[Entries from a set of point annotations]
===============
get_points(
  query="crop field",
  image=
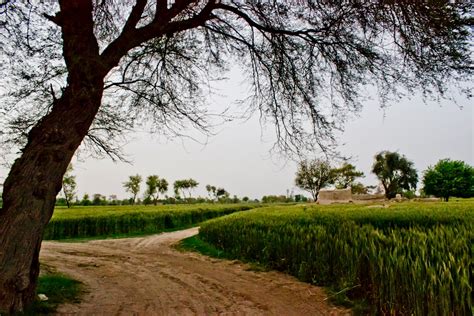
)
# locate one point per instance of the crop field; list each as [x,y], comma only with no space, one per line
[106,221]
[409,258]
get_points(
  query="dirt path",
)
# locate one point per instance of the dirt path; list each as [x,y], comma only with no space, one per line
[145,276]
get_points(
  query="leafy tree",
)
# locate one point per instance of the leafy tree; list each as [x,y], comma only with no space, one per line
[345,176]
[133,186]
[98,199]
[216,193]
[83,71]
[313,175]
[395,172]
[155,186]
[69,186]
[359,188]
[184,186]
[449,178]
[211,191]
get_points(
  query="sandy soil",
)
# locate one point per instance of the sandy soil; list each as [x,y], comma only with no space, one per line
[146,276]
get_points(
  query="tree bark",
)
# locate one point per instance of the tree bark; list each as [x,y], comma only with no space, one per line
[31,188]
[35,178]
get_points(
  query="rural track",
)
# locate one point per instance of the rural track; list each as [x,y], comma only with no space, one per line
[147,276]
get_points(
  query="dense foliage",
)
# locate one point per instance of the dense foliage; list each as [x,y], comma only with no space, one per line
[83,222]
[449,178]
[313,175]
[396,173]
[406,259]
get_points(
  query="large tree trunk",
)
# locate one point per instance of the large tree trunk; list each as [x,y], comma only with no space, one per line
[31,187]
[35,179]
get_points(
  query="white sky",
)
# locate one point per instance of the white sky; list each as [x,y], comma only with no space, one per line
[238,158]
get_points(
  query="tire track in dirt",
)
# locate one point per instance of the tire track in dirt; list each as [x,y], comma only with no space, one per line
[146,276]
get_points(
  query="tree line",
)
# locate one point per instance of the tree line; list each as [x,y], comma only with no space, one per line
[155,191]
[397,175]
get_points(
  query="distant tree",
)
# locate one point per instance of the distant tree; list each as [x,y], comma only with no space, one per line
[90,69]
[211,191]
[85,200]
[449,178]
[69,186]
[183,186]
[221,192]
[345,176]
[98,199]
[133,186]
[395,172]
[359,188]
[313,175]
[155,186]
[113,200]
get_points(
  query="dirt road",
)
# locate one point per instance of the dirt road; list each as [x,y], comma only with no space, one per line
[145,276]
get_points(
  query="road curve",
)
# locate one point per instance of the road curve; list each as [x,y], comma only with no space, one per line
[146,276]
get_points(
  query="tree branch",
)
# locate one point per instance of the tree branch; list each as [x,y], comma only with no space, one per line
[135,15]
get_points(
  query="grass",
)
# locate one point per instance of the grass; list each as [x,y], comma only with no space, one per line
[410,258]
[92,222]
[196,244]
[59,289]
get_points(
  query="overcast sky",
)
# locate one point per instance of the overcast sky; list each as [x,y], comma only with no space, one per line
[238,158]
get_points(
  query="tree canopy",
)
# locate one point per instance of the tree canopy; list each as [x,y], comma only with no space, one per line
[313,175]
[92,69]
[157,59]
[133,186]
[449,178]
[345,176]
[395,172]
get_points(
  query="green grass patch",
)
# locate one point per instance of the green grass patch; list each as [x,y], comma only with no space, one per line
[94,222]
[196,244]
[409,258]
[59,289]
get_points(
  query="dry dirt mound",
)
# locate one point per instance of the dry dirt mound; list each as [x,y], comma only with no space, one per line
[145,276]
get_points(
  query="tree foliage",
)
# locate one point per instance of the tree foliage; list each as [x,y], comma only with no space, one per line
[183,186]
[69,186]
[345,176]
[155,186]
[313,175]
[84,71]
[395,172]
[158,61]
[216,192]
[449,178]
[133,186]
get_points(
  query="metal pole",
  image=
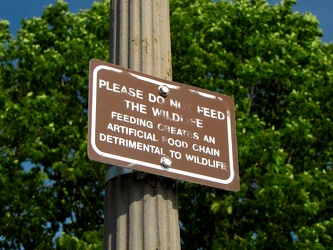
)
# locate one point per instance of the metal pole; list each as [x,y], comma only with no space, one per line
[141,210]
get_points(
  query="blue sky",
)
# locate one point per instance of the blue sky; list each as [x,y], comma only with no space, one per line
[15,10]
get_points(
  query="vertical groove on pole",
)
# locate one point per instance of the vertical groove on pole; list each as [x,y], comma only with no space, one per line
[141,210]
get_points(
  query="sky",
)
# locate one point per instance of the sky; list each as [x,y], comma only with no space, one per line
[16,10]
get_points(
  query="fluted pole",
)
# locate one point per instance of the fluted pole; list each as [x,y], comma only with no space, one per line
[141,210]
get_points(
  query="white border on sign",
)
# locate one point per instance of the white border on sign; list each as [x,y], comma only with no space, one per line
[147,164]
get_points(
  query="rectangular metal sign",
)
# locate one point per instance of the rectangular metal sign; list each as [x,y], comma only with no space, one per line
[161,127]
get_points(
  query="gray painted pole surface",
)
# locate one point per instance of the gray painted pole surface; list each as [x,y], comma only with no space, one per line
[141,210]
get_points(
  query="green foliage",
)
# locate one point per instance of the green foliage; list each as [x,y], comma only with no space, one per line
[267,57]
[272,62]
[47,182]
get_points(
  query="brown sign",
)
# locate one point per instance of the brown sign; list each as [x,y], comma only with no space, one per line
[161,127]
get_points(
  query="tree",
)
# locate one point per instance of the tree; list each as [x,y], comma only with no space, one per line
[272,62]
[267,57]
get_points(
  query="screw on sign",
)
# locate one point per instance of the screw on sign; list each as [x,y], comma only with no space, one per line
[161,127]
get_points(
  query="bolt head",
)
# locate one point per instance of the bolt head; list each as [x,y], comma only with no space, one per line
[164,90]
[166,162]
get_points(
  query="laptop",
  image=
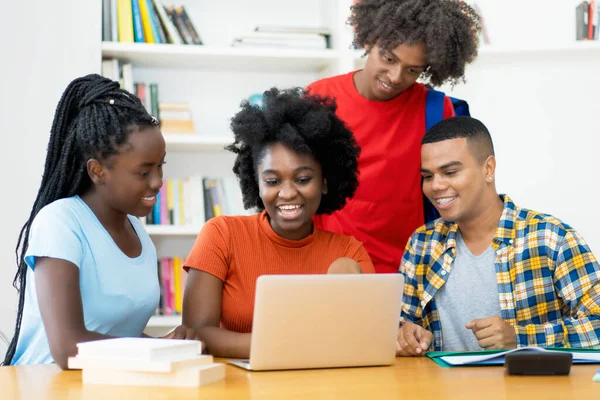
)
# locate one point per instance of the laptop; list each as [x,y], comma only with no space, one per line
[324,321]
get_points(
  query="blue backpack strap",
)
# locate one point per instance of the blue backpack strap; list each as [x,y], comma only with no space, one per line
[434,113]
[434,108]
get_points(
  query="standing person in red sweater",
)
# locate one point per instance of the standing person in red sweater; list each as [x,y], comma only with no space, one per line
[384,106]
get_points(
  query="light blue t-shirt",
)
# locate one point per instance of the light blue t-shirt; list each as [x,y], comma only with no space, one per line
[119,293]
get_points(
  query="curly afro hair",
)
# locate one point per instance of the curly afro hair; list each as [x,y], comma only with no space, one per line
[305,123]
[448,28]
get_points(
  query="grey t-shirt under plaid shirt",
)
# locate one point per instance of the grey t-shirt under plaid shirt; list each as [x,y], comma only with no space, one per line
[470,292]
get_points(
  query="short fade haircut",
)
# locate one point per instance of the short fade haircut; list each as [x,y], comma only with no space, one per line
[477,135]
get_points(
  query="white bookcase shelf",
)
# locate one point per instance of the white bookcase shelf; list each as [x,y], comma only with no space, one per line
[484,51]
[575,47]
[171,230]
[196,142]
[226,58]
[164,321]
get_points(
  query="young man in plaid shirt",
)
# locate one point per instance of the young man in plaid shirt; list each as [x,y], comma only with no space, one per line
[489,274]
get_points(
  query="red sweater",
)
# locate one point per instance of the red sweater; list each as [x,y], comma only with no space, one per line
[388,204]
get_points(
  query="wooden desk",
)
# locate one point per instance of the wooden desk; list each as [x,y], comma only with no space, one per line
[408,378]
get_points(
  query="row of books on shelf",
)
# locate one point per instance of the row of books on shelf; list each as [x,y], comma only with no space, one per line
[147,21]
[192,201]
[172,279]
[173,117]
[587,20]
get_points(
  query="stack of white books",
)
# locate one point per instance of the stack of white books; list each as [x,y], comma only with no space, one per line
[146,362]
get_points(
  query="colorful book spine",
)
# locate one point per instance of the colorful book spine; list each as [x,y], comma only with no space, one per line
[124,16]
[138,29]
[146,22]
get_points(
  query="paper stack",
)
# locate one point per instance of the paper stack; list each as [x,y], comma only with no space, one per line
[146,362]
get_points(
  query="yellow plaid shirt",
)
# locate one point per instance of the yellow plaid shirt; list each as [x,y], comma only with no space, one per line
[548,279]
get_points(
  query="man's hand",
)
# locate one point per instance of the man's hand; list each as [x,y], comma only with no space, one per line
[413,340]
[183,332]
[493,333]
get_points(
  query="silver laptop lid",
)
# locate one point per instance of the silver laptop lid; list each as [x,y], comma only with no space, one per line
[320,321]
===============
WRITTEN REQUEST
Count how many lines in the listing above contain the string "track". Reply with only the number.

SOLUTION TO THIS EXERCISE
4